Start Dataset records
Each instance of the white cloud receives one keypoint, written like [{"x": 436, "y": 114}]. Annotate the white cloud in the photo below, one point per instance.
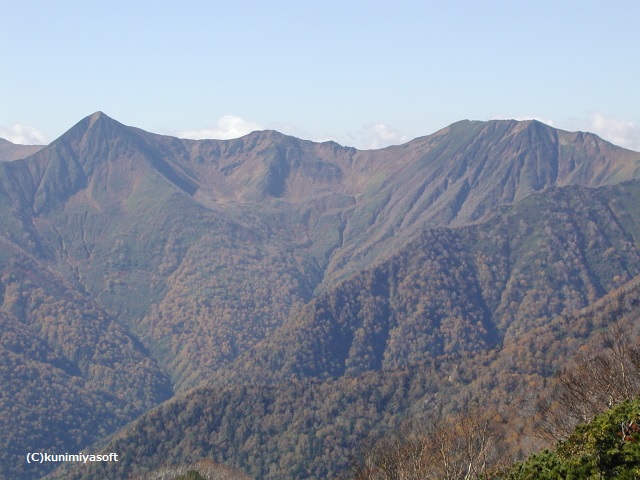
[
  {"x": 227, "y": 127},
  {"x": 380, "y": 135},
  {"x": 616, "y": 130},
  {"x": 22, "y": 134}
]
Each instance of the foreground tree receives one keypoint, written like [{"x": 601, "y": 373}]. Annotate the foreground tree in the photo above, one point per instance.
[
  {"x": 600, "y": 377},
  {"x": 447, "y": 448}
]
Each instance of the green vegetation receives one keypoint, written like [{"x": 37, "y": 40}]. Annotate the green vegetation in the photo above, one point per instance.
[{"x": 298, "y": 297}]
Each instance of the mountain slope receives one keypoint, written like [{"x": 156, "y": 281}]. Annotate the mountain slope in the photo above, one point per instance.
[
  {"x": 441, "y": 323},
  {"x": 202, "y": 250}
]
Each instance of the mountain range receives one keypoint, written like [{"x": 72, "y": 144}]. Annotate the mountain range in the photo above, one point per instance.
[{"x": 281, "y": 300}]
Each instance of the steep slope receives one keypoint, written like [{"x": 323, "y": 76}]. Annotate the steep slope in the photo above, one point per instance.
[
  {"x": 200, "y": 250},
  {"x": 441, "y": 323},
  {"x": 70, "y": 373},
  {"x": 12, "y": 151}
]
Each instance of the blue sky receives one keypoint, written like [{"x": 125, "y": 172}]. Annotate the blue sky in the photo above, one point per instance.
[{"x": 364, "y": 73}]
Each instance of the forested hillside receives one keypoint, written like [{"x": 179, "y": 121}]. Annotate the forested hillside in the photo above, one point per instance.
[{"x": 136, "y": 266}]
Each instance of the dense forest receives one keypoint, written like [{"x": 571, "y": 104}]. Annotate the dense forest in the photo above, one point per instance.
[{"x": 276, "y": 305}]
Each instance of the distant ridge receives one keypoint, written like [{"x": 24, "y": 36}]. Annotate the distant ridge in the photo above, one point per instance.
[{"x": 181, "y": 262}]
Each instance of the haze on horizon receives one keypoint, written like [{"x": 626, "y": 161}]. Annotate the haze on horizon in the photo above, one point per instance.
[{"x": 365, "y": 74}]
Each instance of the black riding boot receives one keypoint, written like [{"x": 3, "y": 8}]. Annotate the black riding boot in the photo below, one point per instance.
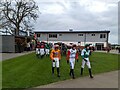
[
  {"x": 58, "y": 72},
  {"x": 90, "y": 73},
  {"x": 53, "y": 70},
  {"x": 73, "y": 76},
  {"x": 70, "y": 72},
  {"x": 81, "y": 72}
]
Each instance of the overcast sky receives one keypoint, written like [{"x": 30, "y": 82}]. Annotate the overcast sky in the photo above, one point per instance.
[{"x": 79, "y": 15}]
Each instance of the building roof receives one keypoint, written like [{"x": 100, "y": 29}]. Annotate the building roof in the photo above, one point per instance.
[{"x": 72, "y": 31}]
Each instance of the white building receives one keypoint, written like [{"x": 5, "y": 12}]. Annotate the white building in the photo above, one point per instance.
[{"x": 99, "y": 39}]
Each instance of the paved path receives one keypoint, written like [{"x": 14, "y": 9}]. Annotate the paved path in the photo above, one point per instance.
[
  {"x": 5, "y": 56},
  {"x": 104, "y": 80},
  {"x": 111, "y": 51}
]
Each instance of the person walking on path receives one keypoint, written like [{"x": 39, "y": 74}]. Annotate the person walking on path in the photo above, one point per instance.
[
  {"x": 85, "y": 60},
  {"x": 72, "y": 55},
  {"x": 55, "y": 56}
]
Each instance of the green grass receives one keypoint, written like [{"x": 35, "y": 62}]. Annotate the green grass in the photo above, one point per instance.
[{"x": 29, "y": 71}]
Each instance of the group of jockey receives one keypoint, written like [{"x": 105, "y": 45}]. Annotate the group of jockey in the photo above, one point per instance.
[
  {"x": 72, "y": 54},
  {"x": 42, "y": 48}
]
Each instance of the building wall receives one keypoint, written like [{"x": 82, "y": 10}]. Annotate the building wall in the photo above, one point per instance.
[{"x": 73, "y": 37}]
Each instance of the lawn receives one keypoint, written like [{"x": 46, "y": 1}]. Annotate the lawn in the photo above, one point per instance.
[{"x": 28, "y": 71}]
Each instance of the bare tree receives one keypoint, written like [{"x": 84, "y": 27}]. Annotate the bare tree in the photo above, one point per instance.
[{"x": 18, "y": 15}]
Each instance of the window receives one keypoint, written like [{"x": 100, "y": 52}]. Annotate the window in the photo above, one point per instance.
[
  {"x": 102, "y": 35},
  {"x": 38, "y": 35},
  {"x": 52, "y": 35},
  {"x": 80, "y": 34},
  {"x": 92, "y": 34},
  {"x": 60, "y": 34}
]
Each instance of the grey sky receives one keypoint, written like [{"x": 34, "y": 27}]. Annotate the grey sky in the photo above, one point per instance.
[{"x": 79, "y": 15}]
End Dataset records
> [Task objective] Reproduce every entry word for word, but omit the pictures.

> [Complete response]
Each instance of the white cloud receives one keypoint, written like [{"x": 436, "y": 114}]. Annotate the white cloud in the photo below, one point per instance.
[
  {"x": 227, "y": 127},
  {"x": 380, "y": 135},
  {"x": 616, "y": 130},
  {"x": 22, "y": 134}
]
Each instance of the foreground tree receives one keypoint, written like [{"x": 601, "y": 373}]. Annotate the foreground tree in the photo above, one point per instance.
[
  {"x": 600, "y": 377},
  {"x": 447, "y": 448}
]
Each instance of the green vegetation receives one keypoint, written like [{"x": 37, "y": 40}]. Annotate the green vegetation in the photo above, one point per instance.
[{"x": 298, "y": 297}]
Each instance of the mountain slope receives one keypoint, written like [{"x": 156, "y": 281}]. Annotate the mountain slope in the photo above, one point per instance.
[
  {"x": 441, "y": 323},
  {"x": 202, "y": 250}
]
Each instance of the mountain range receives one keypoint, written like [{"x": 72, "y": 144}]. Annotate the mountain range in the photo above, one point per instance.
[{"x": 281, "y": 300}]
Each instance of the steep slope receives one keypoint, written like [{"x": 323, "y": 76}]. Annotate the steep slope in the photo above, one point per instance.
[
  {"x": 200, "y": 250},
  {"x": 441, "y": 323},
  {"x": 70, "y": 373},
  {"x": 12, "y": 151}
]
Each instance of the blue sky receives one keypoint, written like [{"x": 125, "y": 172}]. Annotate the blue sky in the photo above, one point per instance.
[{"x": 364, "y": 73}]
Each instance of the forested hillside receives one keypoint, written like [{"x": 179, "y": 121}]. Annotate the forested hillside in the photo above, one point per instance.
[{"x": 136, "y": 266}]
Each instance of the dense forest receives one keypoint, written like [{"x": 571, "y": 104}]. Annotate the dense forest in the photo above, one point per instance.
[{"x": 276, "y": 305}]
Each instance of the distant ridge receives one keypoint, written like [{"x": 24, "y": 36}]. Annotate the distant ridge in the photo above, one point per instance.
[{"x": 181, "y": 262}]
Each instance of the haze on horizon receives one keypoint, written like [{"x": 626, "y": 161}]. Annotate the haze on horizon in the photo above, one point per instance.
[{"x": 365, "y": 74}]
Each instance of the black riding boot receives one keypoint, written like [{"x": 3, "y": 8}]. Annotate the black riding boot in the photo below, one point per instance.
[
  {"x": 58, "y": 72},
  {"x": 90, "y": 73},
  {"x": 53, "y": 70},
  {"x": 73, "y": 76},
  {"x": 70, "y": 72},
  {"x": 81, "y": 72}
]
Each instance of the overcast sky receives one keypoint, written like [{"x": 30, "y": 82}]. Annotate the overcast sky in the photo above, one point per instance.
[{"x": 79, "y": 15}]
Each instance of the building roof receives one keypoint, written like [{"x": 100, "y": 29}]. Annotate the building roof in the photo above, one point per instance.
[{"x": 72, "y": 31}]
Each instance of the white building receives one keypoint, written like [{"x": 5, "y": 12}]. Annotate the white building in the photo above, one point per instance.
[{"x": 99, "y": 39}]
Each instance of the paved path receives one keypoint, written like [{"x": 14, "y": 9}]. Annotate the paved path in the photo above, one point per instance.
[
  {"x": 5, "y": 56},
  {"x": 104, "y": 80},
  {"x": 111, "y": 51}
]
Each instance of the person walking on path receives one keypoint, written like [{"x": 39, "y": 74}]. Annotate the person walking on path in the photo above, one point per instance.
[
  {"x": 85, "y": 60},
  {"x": 72, "y": 55},
  {"x": 55, "y": 56}
]
Each instance of the green grass receives one keypoint, written like [{"x": 35, "y": 62}]. Annotate the green grass in the photo above, one point per instance.
[{"x": 29, "y": 71}]
Each instance of the group of jockey receives one keypoint, written like [{"x": 105, "y": 45}]. Annotate the group of jockey in the photo above, one point per instance.
[
  {"x": 72, "y": 54},
  {"x": 42, "y": 48}
]
Each instance of the building wall receives one keypoint, written like [{"x": 82, "y": 10}]. Annotate the building wall in the photo above, one point per instance.
[{"x": 73, "y": 37}]
Each instance of the lawn receives one keypoint, written like [{"x": 46, "y": 1}]. Annotate the lawn in the photo above, one point per instance.
[{"x": 28, "y": 71}]
Each instance of the bare tree receives one keypoint, written like [{"x": 84, "y": 27}]. Annotate the bare tree in the photo above, one point per instance.
[{"x": 18, "y": 15}]
Each instance of the window receives one keypoint, written like [{"x": 100, "y": 52}]. Annotate the window in the photo above, one point per instance.
[
  {"x": 102, "y": 35},
  {"x": 38, "y": 35},
  {"x": 52, "y": 35},
  {"x": 80, "y": 34},
  {"x": 92, "y": 34},
  {"x": 60, "y": 34}
]
Each instance of the grey sky receives one keypoint, written like [{"x": 34, "y": 27}]. Annotate the grey sky in the photo above, one point per instance.
[{"x": 79, "y": 15}]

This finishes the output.